(Items listed in a dataset)
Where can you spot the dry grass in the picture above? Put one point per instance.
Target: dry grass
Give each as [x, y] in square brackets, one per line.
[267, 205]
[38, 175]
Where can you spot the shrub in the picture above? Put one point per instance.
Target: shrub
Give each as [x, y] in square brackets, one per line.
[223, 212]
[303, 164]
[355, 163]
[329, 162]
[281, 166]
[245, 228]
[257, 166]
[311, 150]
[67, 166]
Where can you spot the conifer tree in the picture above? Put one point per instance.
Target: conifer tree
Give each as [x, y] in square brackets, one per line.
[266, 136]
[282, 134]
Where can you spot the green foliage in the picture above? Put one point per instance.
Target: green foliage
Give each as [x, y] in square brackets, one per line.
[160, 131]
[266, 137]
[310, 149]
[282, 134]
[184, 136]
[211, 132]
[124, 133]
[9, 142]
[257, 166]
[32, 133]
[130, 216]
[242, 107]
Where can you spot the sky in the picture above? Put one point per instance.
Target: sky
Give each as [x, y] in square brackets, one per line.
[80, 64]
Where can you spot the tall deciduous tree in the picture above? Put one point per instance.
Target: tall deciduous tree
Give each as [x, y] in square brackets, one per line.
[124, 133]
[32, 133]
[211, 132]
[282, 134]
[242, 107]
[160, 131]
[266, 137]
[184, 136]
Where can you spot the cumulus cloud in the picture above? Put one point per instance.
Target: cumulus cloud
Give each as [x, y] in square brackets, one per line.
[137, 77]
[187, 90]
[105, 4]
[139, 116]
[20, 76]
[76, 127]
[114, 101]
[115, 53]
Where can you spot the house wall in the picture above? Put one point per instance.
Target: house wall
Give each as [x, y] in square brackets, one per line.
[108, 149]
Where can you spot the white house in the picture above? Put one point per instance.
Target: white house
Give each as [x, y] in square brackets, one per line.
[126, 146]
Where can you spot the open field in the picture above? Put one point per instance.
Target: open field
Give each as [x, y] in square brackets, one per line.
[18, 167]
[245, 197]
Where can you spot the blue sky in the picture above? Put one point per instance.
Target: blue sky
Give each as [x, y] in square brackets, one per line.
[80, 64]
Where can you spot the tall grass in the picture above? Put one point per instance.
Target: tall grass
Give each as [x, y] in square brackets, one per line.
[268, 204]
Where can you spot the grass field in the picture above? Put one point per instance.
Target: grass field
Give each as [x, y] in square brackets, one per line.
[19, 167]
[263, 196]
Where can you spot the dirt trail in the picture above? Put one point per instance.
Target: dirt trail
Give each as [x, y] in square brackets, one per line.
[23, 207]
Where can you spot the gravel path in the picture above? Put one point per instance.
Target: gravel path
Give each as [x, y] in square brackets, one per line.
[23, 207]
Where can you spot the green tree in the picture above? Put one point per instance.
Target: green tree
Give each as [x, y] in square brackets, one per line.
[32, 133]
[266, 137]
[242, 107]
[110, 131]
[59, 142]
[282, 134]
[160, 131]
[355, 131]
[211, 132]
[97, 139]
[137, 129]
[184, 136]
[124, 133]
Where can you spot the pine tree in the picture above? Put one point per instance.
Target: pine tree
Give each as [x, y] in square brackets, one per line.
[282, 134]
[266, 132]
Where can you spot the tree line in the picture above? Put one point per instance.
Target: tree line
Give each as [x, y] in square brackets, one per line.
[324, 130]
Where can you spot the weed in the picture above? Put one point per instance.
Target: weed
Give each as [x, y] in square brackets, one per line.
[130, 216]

**TASK:** Wherever the string "path" occurs in the records, copy the line it is in.

**ANSWER TO THIS TASK:**
Where can you spot the gravel path in the picture above? Put one point per instance.
Target: gravel path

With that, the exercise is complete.